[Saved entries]
-.-.-

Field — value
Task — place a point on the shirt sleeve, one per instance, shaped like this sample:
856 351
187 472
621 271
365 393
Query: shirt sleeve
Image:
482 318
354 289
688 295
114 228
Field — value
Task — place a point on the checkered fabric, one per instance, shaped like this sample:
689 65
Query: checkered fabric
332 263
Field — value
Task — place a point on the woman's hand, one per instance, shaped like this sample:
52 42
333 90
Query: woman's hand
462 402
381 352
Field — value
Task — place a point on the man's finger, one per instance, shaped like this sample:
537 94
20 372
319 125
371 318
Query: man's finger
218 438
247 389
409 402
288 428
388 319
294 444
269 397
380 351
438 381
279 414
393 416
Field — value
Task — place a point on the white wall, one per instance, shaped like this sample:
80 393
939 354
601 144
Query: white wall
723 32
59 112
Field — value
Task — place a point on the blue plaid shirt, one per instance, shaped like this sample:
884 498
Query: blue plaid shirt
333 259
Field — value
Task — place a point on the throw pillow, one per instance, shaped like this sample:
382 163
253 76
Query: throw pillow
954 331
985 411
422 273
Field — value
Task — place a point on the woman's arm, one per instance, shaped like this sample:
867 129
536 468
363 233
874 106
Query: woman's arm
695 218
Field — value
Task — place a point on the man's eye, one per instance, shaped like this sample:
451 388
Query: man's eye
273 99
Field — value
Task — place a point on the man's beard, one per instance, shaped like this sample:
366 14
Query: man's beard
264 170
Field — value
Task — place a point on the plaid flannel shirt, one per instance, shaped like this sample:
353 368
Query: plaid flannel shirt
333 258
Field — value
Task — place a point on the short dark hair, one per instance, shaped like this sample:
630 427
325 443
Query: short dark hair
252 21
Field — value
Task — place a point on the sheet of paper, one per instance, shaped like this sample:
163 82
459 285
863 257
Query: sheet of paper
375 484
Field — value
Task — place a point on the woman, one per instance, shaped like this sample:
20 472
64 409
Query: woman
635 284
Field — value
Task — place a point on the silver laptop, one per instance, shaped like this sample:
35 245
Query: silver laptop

-.-.-

** WORK TO COMPLETE **
Each record above should be set down again in its exact wording.

** TASK RESULT **
Field — value
Task — place a point on the shirt sleeve, one per instance, shaped like this sample:
856 351
187 472
621 271
365 393
Query: shirt sleeve
Image:
482 318
354 289
688 295
114 228
Field — value
Task — place a point on the checkered fabric, one per instance, shaped like this sample:
689 65
Query: checkered fabric
332 263
Field — value
Task — place a point on the woman's hand, one per instance, shaped like this sample:
52 42
333 90
Query: woman's hand
462 402
381 352
Field — value
Task — place a point on the man's finger, one per instance, shaped like this sample:
537 94
20 372
319 125
371 318
Query: man's finger
218 438
247 389
409 402
288 428
388 319
294 444
269 397
380 351
438 381
279 414
393 416
Field — value
Task — place a point on the white wall, one per instance, shaped like this sample:
80 393
939 354
601 144
Query: white wall
723 32
59 112
Field — value
Task — place a point on the blue plaid shirt, one per instance, shaped like this sample:
884 498
Query: blue plaid shirt
333 259
Field — value
Task — place a point on the throw pillow, one per instance, shaped like this sample:
382 163
253 76
Query: throw pillow
954 331
985 411
422 273
Field — value
Task — place a point on the woman's arm, one per instance, shaped like this sample:
867 129
536 468
363 233
874 106
Query: woman's arm
695 218
Field — value
Task — place a point on the man's eye, one per instance, shaped like this sample:
451 388
Query: man's eye
273 99
Field — value
Task — place a point on the man's beard, one per instance, shaped like this sample:
366 14
Query: man's beard
264 170
Field — value
Task — place a point on the plaid flannel shirt, one per instance, shaped like this sample:
353 368
Query: plaid flannel shirt
333 258
Field — value
Task — place a point on the short dark hair, one per instance, shaped like this sample:
630 427
325 443
Query: short dark hair
252 21
Field — value
Task — place a point on the sheet of paper, one per instance, shaped like this sample:
163 82
459 285
863 257
Query: sheet of paper
375 484
Field — value
Task — place a point on the woman, one per instance, shaped like this sample:
20 472
64 409
Query: woman
635 284
Field — value
Task — place a point on the silver laptop, one per instance, shaped like this sample:
35 245
Query: silver laptop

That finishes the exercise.